Stated task: Find "Where can the black" in the material below, then copy that line and every subsequent line to the end, exactly.

Task input:
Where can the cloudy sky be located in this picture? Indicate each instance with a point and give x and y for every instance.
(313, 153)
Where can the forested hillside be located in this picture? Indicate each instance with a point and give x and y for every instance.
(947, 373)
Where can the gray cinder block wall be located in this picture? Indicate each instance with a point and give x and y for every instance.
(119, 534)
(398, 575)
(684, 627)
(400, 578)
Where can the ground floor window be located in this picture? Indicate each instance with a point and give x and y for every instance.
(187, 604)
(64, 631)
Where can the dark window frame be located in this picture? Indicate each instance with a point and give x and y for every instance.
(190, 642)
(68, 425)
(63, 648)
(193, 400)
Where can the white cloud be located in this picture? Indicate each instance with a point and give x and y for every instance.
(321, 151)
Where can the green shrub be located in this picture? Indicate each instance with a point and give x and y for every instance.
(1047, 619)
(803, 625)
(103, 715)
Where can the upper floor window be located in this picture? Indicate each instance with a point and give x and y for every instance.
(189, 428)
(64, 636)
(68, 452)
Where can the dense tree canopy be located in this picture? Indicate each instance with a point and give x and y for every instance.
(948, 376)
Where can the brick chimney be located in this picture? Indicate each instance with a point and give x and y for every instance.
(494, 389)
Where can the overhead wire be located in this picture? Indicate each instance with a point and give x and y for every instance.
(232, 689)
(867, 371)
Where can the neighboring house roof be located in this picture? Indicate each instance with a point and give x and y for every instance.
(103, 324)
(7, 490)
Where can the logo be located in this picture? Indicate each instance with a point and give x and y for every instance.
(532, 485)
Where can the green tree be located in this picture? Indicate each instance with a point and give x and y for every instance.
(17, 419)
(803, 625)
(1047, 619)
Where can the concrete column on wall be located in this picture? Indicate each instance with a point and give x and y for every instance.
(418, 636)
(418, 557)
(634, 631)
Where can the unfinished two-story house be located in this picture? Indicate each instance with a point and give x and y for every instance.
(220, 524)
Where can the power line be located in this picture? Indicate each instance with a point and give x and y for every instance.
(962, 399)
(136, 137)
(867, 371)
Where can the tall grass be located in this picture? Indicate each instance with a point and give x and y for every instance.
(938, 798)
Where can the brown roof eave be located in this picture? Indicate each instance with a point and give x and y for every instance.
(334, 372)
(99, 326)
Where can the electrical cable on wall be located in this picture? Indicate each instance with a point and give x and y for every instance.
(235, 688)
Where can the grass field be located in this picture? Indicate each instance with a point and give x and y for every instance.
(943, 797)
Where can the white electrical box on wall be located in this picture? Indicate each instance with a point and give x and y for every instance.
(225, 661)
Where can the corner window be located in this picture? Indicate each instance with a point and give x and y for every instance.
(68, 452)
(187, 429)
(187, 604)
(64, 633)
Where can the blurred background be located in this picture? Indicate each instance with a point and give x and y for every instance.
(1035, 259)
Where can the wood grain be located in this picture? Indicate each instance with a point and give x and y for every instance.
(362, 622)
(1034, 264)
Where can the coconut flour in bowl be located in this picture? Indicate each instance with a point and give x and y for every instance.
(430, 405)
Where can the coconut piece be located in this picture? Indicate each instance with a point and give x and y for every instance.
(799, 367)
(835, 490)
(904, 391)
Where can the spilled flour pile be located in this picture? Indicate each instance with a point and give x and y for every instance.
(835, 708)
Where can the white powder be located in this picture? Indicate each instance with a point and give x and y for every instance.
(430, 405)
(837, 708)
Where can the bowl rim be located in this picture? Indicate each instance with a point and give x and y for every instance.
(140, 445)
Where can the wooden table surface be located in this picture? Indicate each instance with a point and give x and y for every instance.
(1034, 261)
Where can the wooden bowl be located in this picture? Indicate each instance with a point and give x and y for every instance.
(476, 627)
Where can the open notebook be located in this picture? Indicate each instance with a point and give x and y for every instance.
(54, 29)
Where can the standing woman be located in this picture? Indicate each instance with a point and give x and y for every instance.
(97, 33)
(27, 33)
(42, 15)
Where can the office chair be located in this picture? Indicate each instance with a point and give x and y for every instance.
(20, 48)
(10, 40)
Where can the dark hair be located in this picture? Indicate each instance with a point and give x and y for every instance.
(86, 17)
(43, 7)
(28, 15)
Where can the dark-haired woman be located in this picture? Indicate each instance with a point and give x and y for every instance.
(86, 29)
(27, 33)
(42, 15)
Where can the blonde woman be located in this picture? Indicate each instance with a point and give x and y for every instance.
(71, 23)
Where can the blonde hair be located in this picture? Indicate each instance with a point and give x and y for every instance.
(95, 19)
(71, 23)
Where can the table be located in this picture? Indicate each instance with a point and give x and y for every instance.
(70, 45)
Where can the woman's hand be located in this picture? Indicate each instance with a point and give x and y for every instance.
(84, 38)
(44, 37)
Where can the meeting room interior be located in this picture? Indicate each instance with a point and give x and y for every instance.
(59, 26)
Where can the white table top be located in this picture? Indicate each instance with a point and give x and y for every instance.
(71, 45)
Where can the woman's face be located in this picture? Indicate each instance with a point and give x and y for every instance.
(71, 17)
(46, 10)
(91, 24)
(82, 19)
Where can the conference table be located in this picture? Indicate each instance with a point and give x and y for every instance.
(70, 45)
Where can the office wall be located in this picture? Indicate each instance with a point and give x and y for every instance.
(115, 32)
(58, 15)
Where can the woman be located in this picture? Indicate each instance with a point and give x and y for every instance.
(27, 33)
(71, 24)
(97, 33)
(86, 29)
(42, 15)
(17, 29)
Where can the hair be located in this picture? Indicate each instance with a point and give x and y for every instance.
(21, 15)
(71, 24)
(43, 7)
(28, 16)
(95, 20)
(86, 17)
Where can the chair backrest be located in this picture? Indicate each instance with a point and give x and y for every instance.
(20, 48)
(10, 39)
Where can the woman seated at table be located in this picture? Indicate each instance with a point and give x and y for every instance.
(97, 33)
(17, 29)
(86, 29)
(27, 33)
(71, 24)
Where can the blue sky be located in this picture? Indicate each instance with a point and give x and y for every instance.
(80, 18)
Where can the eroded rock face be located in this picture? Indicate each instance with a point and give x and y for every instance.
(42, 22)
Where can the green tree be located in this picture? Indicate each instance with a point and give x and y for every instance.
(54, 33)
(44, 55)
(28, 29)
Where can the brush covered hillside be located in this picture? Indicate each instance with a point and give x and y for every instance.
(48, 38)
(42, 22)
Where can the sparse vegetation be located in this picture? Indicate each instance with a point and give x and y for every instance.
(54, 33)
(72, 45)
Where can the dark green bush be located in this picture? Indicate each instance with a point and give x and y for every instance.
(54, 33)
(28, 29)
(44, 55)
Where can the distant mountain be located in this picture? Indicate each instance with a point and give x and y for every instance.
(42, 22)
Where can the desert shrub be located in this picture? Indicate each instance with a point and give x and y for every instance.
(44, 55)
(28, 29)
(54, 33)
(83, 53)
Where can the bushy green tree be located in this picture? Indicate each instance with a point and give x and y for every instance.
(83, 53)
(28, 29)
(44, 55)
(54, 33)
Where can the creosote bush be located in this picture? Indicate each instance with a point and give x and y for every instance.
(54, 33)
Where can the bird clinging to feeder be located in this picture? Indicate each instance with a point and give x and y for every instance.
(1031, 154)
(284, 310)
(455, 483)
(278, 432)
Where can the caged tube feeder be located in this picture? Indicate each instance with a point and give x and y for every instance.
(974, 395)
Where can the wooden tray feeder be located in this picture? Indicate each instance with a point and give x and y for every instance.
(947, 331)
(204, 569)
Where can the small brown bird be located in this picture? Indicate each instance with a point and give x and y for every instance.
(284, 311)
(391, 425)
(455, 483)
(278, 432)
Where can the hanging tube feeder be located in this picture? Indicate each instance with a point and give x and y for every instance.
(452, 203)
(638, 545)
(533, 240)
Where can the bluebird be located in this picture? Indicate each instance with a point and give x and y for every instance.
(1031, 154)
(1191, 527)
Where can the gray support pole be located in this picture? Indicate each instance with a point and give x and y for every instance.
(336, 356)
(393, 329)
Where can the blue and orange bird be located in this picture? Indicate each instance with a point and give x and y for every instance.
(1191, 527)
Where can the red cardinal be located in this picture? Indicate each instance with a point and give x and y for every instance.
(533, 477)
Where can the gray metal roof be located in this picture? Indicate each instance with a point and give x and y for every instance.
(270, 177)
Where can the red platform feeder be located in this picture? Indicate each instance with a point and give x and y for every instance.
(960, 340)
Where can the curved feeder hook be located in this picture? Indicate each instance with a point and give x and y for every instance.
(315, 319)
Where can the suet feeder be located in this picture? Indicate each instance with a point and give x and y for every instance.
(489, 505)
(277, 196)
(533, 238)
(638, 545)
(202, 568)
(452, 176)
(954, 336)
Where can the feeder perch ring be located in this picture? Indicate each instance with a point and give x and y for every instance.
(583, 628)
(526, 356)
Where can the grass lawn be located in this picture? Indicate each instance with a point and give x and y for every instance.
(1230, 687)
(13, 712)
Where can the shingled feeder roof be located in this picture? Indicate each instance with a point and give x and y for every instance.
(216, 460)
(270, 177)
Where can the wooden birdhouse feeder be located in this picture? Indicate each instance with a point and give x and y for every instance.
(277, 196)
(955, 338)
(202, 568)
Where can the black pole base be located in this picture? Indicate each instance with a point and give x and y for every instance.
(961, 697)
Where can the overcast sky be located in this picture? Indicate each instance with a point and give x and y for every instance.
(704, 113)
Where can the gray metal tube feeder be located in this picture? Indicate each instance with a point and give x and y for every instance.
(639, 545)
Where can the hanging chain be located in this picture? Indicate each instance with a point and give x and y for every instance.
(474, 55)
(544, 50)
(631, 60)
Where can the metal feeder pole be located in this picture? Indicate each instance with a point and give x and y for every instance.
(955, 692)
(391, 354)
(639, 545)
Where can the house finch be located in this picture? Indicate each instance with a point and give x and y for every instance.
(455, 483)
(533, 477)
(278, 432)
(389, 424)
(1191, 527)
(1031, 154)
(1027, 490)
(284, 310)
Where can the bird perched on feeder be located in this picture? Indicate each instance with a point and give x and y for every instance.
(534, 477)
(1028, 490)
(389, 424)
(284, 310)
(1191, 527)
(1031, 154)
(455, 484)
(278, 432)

Solved problem:
Where can the black pole base be located in this picture? Indicate each instance with a point and give x and y for every instance.
(961, 697)
Where can the overcast sky be located in this picture? Indicate each instance with a point and give x and y for every instance.
(704, 113)
Where can the gray metal tube feeder be located in this picture? Indicate each instance with a point and give x and y for every instance.
(639, 545)
Where can the hanging chain be located in this picture? Indicate each instance with a point and give x and y for every instance.
(474, 55)
(544, 50)
(631, 60)
Where can the metal feeder pole be located in this picture? Indicate each instance with a point and give x and y for every instance.
(955, 692)
(391, 354)
(639, 545)
Where can the house finch be located in this picture? Indicate each instance with a point and give x and y for every instance.
(455, 483)
(533, 477)
(278, 432)
(389, 424)
(1191, 527)
(1031, 154)
(1027, 490)
(284, 310)
Where can the bird perched on feeder be located in this picture? Indicate each instance with a point and give x and y for every instance.
(534, 477)
(1028, 490)
(389, 424)
(284, 310)
(1191, 527)
(1031, 154)
(455, 484)
(278, 432)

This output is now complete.